── EXTRAIT DU TEXTE

Ainsi, pour une banque l’évaluation de l’adéquation des fonds propres consiste à vérifier que les risques sont couverts par un minimum de fonds propres.

Selon certains observateurs,  Bâle II serait encore plus procyclique que Bâle I car en phase de récession, les actifs pondérés du risque (le dénominateur du ratio de solvabilité) augmentent en même temps que le numérateur diminue, de sorte que les exigences en fonds propres deviennent plus élevées.

3.2 La procyclicité des normes comptables
Sur le plan comptable, l’effet procyclique serait notamment lié à l’obligation des banques de comptabiliser à la juste valeur (« fair value ») leurs actifs. Ce principe de comptabilisation a permis aux banques d’enregistrer immédiatement des plus-values latentes croissantes issues de leur portefeuille de négociation d’instruments financiers et donc une augmentation de leurs fonds propres parfois qualifiée de factice. Symétriquement, la crise financière a contraint les banques à comptabiliser d’importantes provisions pour dépréciation et des pertes. Pour Dominique Lacoue-Labarthe, les normes comptables « amplifieraient la « financiarisation » de l’économie plutôt qu’elles ne la contiendraient, accroîtraient la volatilité des revenus, entraîneraient un lissage des chocs intemporels, affaibliraient la discipline de marché et seraient à l’origine d’une fiabilité limitée des estimations de probabilité de défaut ».

Si le principe de comptabilisation à la juste valeur a une incidence indéniable en termes de volatilité financière et d’amplification des cycles, il ne faut pas pour autant désigner les normes comptables comme principales responsables de la crise.

4. Les réponses apportées à la procyclicité

4.1 La réponse prudentielle de Bâle III
Dans son document intitulé « Basel III: A global framework for more resilient banks and banking systems” de décembre 2010, le comité de Bâle a introduit certaines mesures visant à réduire les effets procycliques et qui s’inscrivent dans une démarche macro-prudentielle. Elles doivent se concrétiser par la constitution :
·    d’un volant de conservation de 2,5% destiné à inciter les banques à constituer des « coussins » de capital qu’elles pourront mobiliser pour absorber les pertes en période de crise sans descendre en deçà des exigences minimales. Pour donner un caractère contraignant à cette disposition, il est prévu que les banques qui ne la respectent pas se voient limitées dans la distribution des bonus et des dividendes.
·    d’un volant contra-cyclique qui se situera entre 0 et 2,5%. Ce volant sera constitué durant les périodes de rapide expansion du crédit si, de l’avis des autorités nationales, le taux de croissance du crédit exacerbe le risque systémique. Inversement, ce volant pourra être utilisé en cas de repli, pour réduire les risques par exemple d’une contraction du crédit imputable aux exigences réglementaires en fonds propres.

────

- _À FAIRE_:
a – Dans l'extrait sur la procyclicité bancaire, quel taux le comité de Bâle fixe-t-il pour le volant de conservation ?
b – Poursuivez l'extrait sur la procyclicité bancaire à partir de sa dernière phrase.
Les données n'interviennent pas dans ce travail.

── DONNÉES FOURNIES

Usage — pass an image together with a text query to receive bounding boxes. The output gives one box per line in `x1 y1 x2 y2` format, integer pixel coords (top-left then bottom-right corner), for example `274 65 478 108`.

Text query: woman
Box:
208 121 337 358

────

- _RÉPONSES PAR CONSIGNE_:
a – Un taux de 2,5 %.

b –
4.2 La réponse apportée par l’International Accounting Standards Board (IABS)
Dans le cadre de la révision globale de la norme IFRS 9, l’IABS a proposé une modification des règles de dépréciation des actifs financiers consistant à faire évoluer le modèle de dépréciation actuel fondé sur le principe des pertes avérées vers un modèle de pertes estimées plus prospectif, c’est-à-dire vers un modèle de pertes attendues. Cette évolution devrait apporter des réponses aux problèmes de procyclicité.

5. Glossaire

Conseil des normes comptables internationales (« International Accounting Standards Board ») : Organisme ayant la charge et l’unique responsabilité de l’élaboration des normes comptables internationales.
Note : Depuis une réforme entrée en vigueur en mars 2001, l’IASB a succédé au Comité international des normes comptables (IASC). Il se compose de la Fondation IASC et  d’un bureau exécutif, l’IASB.

Fonds propres complémentaires (« tier-2 capital ») : Fonds constitués principalement d’une quote-part des plus values latentes, des emprunts subordonnés à durée indéterminée (« upper Tier two ») et à durée déterminée (« lower Tier two).

Fonds propres de base (« tier-1 capital ») : Fonds constitués principalement du capital social et des réserves.

Juste valeur (« fair value ») : Montant pour lequel un actif pourrait être échangé, ou un passif éteint, entre des parties bien informées et consentantes dans le cadre d’une transaction effectuée dans des conditions normales de concurrence.

Norme IFRS 9 : Norme qui a remplacé la norme comptable IAS 39 sur les instruments financiers et dont la principale modification est la disparition des quatre catégories d’actifs prévues dans l’ancienne norme précitée. Désormais, un actif ou un passif financier devra être comptabilisé soit à la juste valeur par résultat, soit au coût amorti.

Ratio européen de solvabilité dit ratio Cooke : Ratio prudentiel institué en 1988 dans le cadre des accords de Bâle1 pour mesurer la solvabilité des banques en fixant une limite à l’encours pondéré des prêts accordés par une banque en fonction de ses capitaux propres.
Note : La pondération est fonction de la nature juridique de l’emprunteur, de la localisation du risque et de la durée des engagements. Ce ratio doit être égal à 4% pour les fonds propres de base (Tier-1 capital) et à 8% pour les fonds propres complémentaires (Tier-2 capital).

Ratio Mac Donough : Ratio de solvabilité qui succède au ratio Cooke en 2007 et dont l’architecture s’appuie sur trois piliers : exigences minimales en fonds propres (pilier 1), processus de surveillance prudentielle (pilier 2), discipline de marché via une communication financière efficace (pilier 3).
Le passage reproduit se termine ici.